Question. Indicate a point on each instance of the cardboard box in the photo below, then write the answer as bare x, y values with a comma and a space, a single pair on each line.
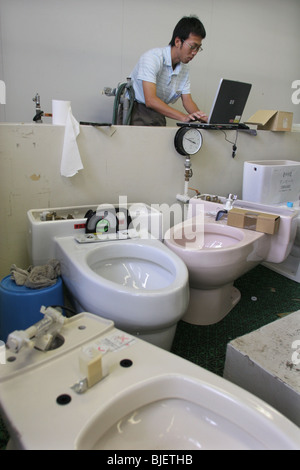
252, 220
271, 120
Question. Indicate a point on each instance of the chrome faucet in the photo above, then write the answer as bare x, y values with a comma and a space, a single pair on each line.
231, 198
38, 112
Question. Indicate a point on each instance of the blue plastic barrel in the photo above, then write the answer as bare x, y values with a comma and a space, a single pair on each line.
20, 306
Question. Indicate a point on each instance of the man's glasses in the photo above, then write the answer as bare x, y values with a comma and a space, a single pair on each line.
194, 48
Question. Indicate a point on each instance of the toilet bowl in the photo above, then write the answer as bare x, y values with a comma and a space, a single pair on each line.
148, 399
137, 282
217, 254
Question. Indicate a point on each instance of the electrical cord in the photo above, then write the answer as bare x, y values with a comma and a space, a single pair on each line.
234, 146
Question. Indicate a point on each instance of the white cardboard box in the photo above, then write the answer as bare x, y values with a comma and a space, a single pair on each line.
266, 362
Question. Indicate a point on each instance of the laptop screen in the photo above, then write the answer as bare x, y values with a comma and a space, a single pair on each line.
230, 102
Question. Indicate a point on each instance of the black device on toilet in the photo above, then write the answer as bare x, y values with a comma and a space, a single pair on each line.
107, 220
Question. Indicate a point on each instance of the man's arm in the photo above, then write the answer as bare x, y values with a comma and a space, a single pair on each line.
191, 107
153, 102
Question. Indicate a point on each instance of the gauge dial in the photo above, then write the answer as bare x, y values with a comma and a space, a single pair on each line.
188, 141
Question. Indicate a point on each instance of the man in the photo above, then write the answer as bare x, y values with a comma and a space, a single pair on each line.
162, 76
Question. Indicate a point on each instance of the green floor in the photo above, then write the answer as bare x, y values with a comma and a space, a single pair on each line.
265, 296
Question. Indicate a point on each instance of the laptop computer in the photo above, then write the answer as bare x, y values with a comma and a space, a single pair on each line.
227, 108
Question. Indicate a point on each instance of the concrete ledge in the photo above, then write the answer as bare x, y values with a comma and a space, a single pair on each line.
266, 362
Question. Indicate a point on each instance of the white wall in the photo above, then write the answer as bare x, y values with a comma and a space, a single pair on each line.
72, 49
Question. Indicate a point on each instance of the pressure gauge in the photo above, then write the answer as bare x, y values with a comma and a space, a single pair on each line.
188, 140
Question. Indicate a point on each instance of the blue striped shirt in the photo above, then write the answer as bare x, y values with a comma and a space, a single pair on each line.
155, 66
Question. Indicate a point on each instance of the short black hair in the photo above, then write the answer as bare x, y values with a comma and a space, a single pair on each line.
186, 26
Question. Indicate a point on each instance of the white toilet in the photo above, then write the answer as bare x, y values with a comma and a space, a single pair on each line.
217, 254
133, 280
148, 399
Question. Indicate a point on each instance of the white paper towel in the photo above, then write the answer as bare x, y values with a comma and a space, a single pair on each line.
60, 111
71, 161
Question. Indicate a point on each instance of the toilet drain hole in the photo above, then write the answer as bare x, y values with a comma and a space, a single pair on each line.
126, 363
63, 399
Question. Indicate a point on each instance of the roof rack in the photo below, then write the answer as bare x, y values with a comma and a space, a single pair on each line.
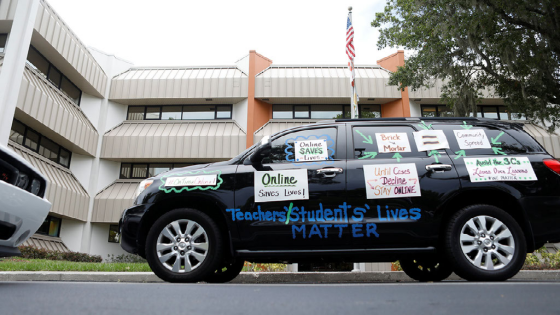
372, 119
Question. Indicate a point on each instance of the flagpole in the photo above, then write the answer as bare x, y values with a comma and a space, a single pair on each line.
353, 114
353, 96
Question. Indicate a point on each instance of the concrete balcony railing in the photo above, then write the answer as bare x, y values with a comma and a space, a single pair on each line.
56, 41
112, 200
174, 140
67, 195
57, 116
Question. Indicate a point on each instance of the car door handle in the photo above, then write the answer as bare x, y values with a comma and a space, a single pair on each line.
327, 171
438, 167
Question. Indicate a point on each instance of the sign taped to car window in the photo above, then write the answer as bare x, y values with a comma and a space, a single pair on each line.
281, 185
390, 142
195, 180
427, 140
311, 150
494, 169
472, 139
391, 180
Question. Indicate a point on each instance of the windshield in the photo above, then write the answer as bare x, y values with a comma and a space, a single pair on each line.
245, 153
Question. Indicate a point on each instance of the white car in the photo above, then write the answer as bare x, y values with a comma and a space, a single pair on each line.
23, 207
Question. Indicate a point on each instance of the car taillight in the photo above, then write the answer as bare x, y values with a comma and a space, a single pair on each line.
554, 165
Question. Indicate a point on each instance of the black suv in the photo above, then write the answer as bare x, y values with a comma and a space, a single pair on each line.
464, 195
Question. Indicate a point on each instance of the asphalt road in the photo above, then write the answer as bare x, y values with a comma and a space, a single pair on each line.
528, 298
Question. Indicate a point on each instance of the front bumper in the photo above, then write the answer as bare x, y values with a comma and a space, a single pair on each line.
23, 212
130, 228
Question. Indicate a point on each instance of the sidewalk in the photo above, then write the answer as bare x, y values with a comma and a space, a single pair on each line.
253, 277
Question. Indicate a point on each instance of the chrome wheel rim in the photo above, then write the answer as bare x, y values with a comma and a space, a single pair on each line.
487, 243
182, 246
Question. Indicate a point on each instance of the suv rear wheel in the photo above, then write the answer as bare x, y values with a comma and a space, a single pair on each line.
184, 245
484, 243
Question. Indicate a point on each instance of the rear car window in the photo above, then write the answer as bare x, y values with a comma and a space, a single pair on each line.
502, 139
283, 146
384, 142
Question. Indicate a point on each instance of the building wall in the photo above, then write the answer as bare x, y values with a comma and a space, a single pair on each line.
258, 112
100, 244
415, 109
71, 233
80, 165
240, 113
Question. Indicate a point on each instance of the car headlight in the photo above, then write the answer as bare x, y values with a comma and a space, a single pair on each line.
143, 185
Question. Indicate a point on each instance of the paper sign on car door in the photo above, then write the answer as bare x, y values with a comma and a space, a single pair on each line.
391, 180
281, 185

++++++

Problem requirements: Restate each entry word for word, leaving out any pictures.

Task response:
Question. Indicate a point on each instance of the cardboard box in the photo below, then write the answer as bare x, y values with a comma and a space, a single pair on each line.
252, 220
271, 120
Question. Indicate a point on each instance of the chrome faucet in the photo above, then write the answer as bare x, y values with a comma and a space, a single pair on each line.
231, 198
38, 112
Question. Indicate a point on each instance of the blue plastic barrel in the photo above, then write the answer as bare x, y values with a comma and a space, a single pair on each line.
20, 306
Question. Indicate a point on each instance of the man's glasses in the photo above, then write the answer as bare x, y values with a comma and a space, a single pair on each line.
194, 48
Question. Indicate a point on each instance of the toilet bowl in the photo above, then write the answer as bare x, y values with a comma and a space, a single pair on each line.
148, 399
137, 282
217, 254
Question. Indicate a point on each instance of the electrical cord in the photo above, then write the answer as bare x, y values with a comma and a space, a single pair on each line.
234, 146
Question. Indicate a point on each instance of the white cardboard box in the photo above, then write the answer as bare x, y values with a comma and a space, a single pair on each line.
266, 362
Question. Indicate a point on each instance of the laptop screen in the photo above, then write the answer as bare x, y values with a comma and a space, a single pair on each line.
230, 102
Question. Indicate a point on each instance of the black device on toilet in the photo above, then write the answer as bare x, y values with a comma and a space, a single pair on each line.
107, 220
Question. Indicate a point on each instance of the man's arm in the photo above, then write the answer as bare x, y values with a comma and a space, a single pair on each line.
191, 107
153, 102
Question. Indicate a point on each instance of the gauge dial in the photo above, then write the answer as bare x, y values with a comma and a space, a single pair on each line.
188, 141
Question. Indicate a point on each instance of the man in the photo above, then write the answer as bare x, y values with a comma and a space, a single pair on each line.
162, 76
Question. Indicate a point on each instance of the green floor in the photo above, then write the answer as bare x, y values with a comma and a space, a single pair on each line.
265, 296
Question. Indicate a point on each instance of the laptop computer in the photo above, then write the answer as bare x, y values with a comma and a space, a single pair on each line.
227, 108
Question. Indicate a point on each instance of the concrete ledge in the photo above, then write the answer as bare x, y values with a comma and a space, a single pair on each line.
266, 362
Question. Indicate a point on each instance of the white wall in the photo above, then write the answer as bare x, y values with a comma and a space, a single pair on each line.
72, 49
Question. Indicate a point on each instance of the pressure gauge in the photo above, then write the answer as bare x, y values with a comma and a space, a single pair on each line.
188, 140
Question. Indicate a point on each instance of the blue striped shirt in the photo above, then write the answer as bare x, y values with a comma and a space, a single pair on each line.
155, 66
Question. Indicate a point on each instance of the short black hair in the photo above, then write the answer as bare x, y values with a comma and a space, a single pair on each line.
186, 26
Question. Indicate a point on each instance of the white toilet in the photo above, then write the answer as bare x, y values with a comma and a space, a single pair on each line.
217, 254
133, 280
148, 399
Question. Indicate a point on each instance of the white paper towel in the photo above, then write the answer as bare x, y values with a comma and a space, a single pair on each line.
60, 111
71, 161
Question. Indicate a point on each instance of the toilet drain hole in the photo above, then write the answer as bare x, y values with a comma and a space, a single pair on each line.
126, 363
63, 399
Question. Indicate a point on each instance of the roof rack in the photo below, then write the answer as bare x, y values with a comma and a space, a single pair on each line.
372, 119
Question. Indicate a point on each instance of the flagpole in the photo above, then write the answer as bare x, y values with a comma and a space, a single pair on each line.
353, 114
353, 96
Question. Indicate a point on each instance of the concrete balcony railing in the photo above, then write the answer as bare x, y values with a comma and a space, a single pair on each line.
56, 41
112, 200
174, 140
67, 195
57, 116
Question. Indicate a point on each instance of the car door handle in the photo above, then write the answer as bare x, y values with a comma and a space, a single pair on each line.
327, 171
438, 167
Question. Indicate a point on each instance of the sign taped to car window in the photo above, then write the answer as bare x, y values with a comma and a space, a single pair on each line.
281, 185
390, 142
195, 180
427, 140
311, 150
494, 169
472, 139
391, 180
Question. Indicate a point on each instance of the windshield in the photo above, then write the answer as bare x, y values with a comma and a space, a single pair on each line.
245, 153
Question. Indicate a point on each instance of the white car in the photo above, then write the answer as bare x, y values with a comma and a space, a single pair on each line.
23, 207
Question. Indicate a point on each instance of the car taillight in the photo above, then write the answer as bare x, y values with a comma and a space, a single pair on each line.
554, 165
Question. Indicate a point on each instance of the black suv in the photo above, then write the answer as bare x, y values with a comma and a space, a single pair on each line.
464, 195
Question. Indicate a point on each instance of the asphalt road in the photo above, then write the answer as bare x, y values with a comma and a space, a single pair on each line.
528, 298
Question. Indicate a point on each instance of the front bumper in the photo above, then write the answer as bare x, y values with a comma and a space, a single pair on each line.
23, 212
130, 228
Question. Indicate a point on each instance of the sidewalk in the photo above, then write the answer as bare x, y values with a comma and a space, a single pair on each line.
253, 277
Question. Indicate a point on each instance of the chrome wheel rim in the photo above, then write the answer as bare x, y values with a comma and a space, a single pair on each line.
487, 243
182, 246
Question. Indicate a point on each instance of the suv rear wheel in the photo above, then write the answer as bare x, y values with a comma and a space, a single pair on each line.
184, 245
484, 243
Question. Indicate a point on each instance of the rear car window in the photo above, then write the answer as bare x, y values with a comma and a space, a single pair on each line.
502, 139
283, 146
384, 142
Question. Indicate a point on each instance of the building wall in the photo above, then write the answer as bare x, y values with a comma and a space, a single pair on each line.
258, 112
100, 244
415, 109
71, 233
80, 165
240, 113
Question. Indicate a point on each instance of the car headlight in the photo above, then write the answer as bare x, y values with a comma and a space, a single pair on each line.
143, 185
Question. Indicate a point on each instance of the paper sign on car door in the photo above, then write the answer as bare x, y values with a comma and a space, a single pair on each line.
391, 180
281, 185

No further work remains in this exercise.